━━ Records for processing ━━

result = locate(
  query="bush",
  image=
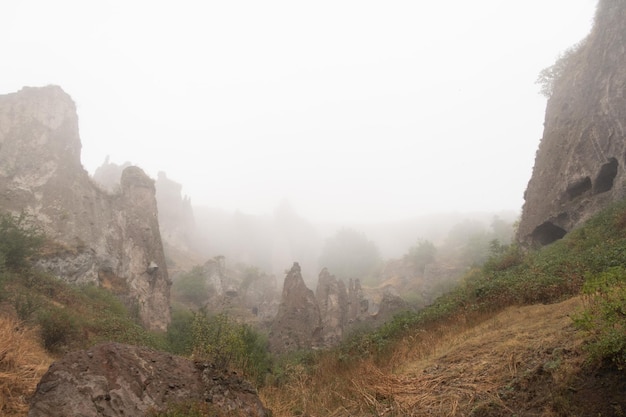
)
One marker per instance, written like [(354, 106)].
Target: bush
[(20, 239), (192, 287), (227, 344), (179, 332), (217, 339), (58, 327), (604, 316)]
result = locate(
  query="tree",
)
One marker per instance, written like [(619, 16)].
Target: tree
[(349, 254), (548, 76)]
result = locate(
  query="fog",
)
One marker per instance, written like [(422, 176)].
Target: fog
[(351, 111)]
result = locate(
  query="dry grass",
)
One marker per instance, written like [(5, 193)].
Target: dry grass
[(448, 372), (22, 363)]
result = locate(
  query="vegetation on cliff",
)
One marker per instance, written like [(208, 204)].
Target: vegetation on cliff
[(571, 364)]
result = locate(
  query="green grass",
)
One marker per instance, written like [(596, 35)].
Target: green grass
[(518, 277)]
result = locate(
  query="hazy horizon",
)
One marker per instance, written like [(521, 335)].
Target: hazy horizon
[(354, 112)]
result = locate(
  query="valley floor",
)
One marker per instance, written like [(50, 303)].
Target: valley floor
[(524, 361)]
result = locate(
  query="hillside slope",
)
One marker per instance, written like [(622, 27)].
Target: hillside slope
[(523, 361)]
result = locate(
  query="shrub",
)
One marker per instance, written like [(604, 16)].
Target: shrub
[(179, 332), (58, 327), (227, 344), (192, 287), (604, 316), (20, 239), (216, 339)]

━━━

→ Aim of the task: Reproduce the listing above exactly from the line containing "One marker per instance, written like [(5, 193)]." through its last line, with both of those lines included.

→ Written solution:
One marker per instance, written like [(5, 193)].
Target: dry grass
[(448, 372), (22, 363)]
result = locate(
  query="vegetation on cliff",
)
One marker per instance, written like [(208, 204)].
Target: vegetation on cliff
[(571, 364)]
result = locate(
  query="green grass",
)
One marker per instance, written like [(596, 35)].
Target: green grass
[(518, 277)]
result = locate(
  query="hazy horizon",
)
One marker per instance, written like [(521, 335)].
Target: hazy horizon
[(354, 112)]
result = locate(
  query="valley floor",
)
One marker per instance, written like [(50, 303)].
Target: valley floor
[(524, 361)]
result = locate(
  query="hillside slope",
)
One marker per instance, written like [(622, 27)].
Target: hillside slope
[(523, 361)]
result = locate(
  query="shrub",
)
One marker per instance, written like [(604, 16)].
Target: shrub
[(179, 332), (58, 327), (227, 344), (192, 287), (604, 316), (20, 239), (216, 339)]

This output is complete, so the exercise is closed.